OBJECTIVE: Gather every line of the data below that contains the word "surface". Copy each such line in full.

———

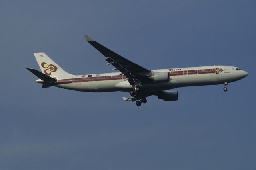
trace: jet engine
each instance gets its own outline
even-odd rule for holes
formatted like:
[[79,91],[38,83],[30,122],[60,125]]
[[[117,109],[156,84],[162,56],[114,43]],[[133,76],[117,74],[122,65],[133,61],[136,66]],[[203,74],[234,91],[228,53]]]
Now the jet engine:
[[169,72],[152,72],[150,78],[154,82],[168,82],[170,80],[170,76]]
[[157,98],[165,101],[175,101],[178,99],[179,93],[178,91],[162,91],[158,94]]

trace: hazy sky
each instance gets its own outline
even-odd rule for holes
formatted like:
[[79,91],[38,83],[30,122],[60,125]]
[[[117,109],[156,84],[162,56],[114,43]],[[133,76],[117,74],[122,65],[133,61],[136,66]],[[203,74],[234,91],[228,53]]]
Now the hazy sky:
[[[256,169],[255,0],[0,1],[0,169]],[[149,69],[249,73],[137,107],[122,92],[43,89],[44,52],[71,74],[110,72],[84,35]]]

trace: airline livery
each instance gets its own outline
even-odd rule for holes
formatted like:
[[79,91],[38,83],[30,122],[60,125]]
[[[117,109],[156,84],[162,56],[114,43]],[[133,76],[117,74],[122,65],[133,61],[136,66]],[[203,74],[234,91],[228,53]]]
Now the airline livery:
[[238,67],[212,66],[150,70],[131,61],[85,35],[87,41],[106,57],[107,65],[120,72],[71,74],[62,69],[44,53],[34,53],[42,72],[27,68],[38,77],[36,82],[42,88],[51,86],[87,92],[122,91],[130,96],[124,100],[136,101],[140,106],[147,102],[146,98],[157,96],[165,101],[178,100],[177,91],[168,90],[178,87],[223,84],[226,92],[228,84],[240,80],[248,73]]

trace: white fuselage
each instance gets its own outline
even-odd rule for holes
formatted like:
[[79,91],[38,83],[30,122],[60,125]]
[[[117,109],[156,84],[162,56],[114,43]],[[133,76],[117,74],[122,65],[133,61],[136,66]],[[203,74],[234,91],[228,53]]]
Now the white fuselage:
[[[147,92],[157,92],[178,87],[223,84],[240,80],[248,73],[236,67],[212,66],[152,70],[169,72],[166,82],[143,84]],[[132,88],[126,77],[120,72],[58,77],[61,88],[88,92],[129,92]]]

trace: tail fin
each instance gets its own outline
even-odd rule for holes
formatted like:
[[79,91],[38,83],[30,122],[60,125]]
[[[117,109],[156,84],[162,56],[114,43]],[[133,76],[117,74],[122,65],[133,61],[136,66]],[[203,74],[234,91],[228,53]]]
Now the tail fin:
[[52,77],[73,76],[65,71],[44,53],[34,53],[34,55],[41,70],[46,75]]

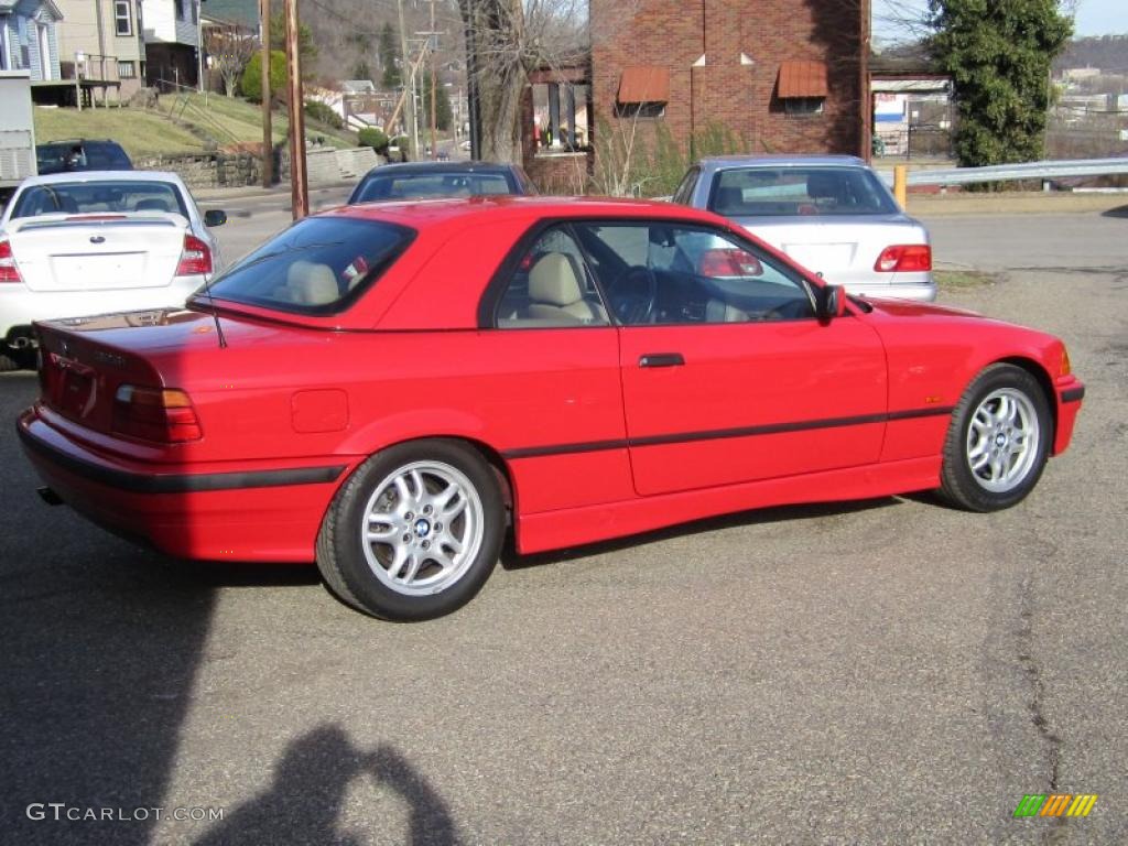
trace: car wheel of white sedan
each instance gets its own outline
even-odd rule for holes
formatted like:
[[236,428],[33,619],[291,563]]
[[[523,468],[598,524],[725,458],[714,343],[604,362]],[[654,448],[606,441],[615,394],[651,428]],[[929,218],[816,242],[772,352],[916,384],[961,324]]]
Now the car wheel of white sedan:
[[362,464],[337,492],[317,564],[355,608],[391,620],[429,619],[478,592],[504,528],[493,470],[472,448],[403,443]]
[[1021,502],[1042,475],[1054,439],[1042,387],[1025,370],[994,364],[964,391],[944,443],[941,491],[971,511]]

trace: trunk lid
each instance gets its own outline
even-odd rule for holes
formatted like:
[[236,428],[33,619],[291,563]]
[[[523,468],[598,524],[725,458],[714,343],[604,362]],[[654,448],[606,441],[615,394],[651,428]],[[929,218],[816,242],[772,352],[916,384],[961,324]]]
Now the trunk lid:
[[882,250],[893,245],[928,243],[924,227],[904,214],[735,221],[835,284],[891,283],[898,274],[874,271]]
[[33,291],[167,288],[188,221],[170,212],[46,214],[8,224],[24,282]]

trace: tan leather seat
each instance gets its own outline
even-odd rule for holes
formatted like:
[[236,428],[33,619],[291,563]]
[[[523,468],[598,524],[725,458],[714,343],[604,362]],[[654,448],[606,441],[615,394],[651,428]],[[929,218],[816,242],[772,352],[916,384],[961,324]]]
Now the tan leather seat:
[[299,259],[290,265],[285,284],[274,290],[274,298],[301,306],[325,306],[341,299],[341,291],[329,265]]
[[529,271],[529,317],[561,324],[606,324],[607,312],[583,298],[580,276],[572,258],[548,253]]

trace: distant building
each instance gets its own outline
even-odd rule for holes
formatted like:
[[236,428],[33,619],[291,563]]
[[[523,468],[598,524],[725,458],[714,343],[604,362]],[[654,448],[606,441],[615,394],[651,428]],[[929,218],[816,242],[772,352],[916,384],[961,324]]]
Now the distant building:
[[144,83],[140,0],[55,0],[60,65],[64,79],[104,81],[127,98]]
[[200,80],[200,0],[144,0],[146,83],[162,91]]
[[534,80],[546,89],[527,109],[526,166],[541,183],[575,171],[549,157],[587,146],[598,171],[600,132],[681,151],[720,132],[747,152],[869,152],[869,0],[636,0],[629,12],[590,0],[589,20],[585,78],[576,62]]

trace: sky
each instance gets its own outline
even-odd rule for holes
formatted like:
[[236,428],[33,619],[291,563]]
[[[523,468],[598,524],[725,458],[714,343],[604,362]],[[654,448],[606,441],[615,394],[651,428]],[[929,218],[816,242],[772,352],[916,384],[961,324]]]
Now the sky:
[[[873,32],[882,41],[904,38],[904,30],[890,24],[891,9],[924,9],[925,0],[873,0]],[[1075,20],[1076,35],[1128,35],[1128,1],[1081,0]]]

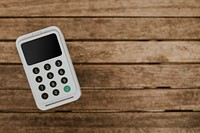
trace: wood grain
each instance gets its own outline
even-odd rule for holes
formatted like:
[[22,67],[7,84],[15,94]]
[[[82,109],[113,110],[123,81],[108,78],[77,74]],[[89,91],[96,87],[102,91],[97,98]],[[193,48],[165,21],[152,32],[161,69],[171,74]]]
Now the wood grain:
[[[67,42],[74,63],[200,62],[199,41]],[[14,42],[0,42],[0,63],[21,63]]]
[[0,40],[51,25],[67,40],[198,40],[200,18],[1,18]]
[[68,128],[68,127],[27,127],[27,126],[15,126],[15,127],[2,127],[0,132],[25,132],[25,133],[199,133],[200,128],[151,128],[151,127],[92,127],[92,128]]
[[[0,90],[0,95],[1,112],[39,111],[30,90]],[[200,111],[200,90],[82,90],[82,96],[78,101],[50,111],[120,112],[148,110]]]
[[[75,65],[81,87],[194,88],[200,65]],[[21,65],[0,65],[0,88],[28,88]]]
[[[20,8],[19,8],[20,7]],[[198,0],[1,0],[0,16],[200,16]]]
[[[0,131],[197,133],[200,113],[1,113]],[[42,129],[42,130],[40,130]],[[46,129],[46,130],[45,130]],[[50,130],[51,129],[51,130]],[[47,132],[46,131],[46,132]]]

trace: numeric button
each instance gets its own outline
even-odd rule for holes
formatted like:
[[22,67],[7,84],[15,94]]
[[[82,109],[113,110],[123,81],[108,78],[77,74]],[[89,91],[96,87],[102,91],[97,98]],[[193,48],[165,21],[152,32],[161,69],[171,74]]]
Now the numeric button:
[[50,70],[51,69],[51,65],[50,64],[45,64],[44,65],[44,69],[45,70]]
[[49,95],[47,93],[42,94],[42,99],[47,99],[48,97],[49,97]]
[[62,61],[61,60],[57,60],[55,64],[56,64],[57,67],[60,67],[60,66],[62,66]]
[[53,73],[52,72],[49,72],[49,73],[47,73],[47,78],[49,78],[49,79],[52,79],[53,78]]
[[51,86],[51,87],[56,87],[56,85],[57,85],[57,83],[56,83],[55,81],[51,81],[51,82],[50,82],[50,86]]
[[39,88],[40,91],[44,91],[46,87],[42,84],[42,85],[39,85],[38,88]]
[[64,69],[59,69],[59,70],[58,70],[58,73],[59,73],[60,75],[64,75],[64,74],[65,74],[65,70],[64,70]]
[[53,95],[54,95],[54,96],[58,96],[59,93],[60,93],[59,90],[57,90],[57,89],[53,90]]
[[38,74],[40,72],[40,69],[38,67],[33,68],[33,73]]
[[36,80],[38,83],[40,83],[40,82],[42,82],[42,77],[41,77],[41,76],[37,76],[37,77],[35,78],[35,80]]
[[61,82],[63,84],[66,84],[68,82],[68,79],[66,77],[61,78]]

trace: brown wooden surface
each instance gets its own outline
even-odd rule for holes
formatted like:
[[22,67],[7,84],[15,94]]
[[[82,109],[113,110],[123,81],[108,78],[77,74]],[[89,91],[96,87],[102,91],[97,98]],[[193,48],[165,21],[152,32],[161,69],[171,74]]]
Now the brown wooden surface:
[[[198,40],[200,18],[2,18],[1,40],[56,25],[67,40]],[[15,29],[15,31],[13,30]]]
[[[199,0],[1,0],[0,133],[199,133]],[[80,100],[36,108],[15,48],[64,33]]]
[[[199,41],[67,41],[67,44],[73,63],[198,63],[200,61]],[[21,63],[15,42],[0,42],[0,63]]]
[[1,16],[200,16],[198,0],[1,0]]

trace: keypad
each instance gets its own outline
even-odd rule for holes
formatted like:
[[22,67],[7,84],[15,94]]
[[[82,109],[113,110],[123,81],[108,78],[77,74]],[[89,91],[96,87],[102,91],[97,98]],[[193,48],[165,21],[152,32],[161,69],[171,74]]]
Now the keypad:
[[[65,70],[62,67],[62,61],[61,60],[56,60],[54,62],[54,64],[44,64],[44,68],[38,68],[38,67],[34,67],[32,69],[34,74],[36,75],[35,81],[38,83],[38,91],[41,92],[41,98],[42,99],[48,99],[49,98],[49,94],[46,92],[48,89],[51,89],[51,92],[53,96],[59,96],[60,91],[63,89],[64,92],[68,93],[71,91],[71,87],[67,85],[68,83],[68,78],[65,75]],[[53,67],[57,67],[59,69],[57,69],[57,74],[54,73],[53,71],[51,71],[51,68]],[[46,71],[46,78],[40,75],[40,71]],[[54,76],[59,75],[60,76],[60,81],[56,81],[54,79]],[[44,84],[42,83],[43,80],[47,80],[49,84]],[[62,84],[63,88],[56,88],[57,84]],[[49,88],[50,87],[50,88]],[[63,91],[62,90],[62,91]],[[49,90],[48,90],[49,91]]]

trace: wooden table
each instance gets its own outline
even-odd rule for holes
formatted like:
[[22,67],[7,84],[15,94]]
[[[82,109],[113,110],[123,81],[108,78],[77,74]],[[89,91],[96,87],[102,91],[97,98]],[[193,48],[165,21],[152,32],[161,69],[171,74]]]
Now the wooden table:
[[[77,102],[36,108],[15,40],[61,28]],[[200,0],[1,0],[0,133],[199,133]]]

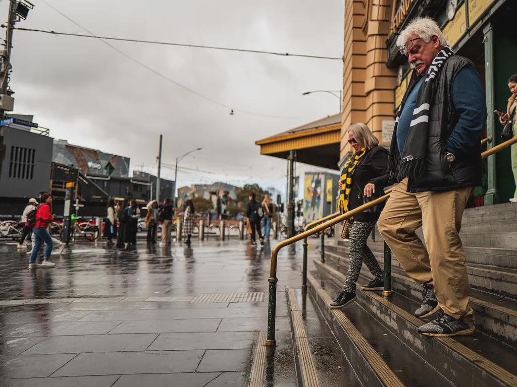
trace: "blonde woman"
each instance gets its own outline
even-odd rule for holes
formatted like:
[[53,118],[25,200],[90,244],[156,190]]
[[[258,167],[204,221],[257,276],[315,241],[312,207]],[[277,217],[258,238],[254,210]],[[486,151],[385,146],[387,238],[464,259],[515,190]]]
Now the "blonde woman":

———

REPLY:
trace: brown wooden surface
Now the brown wooden surface:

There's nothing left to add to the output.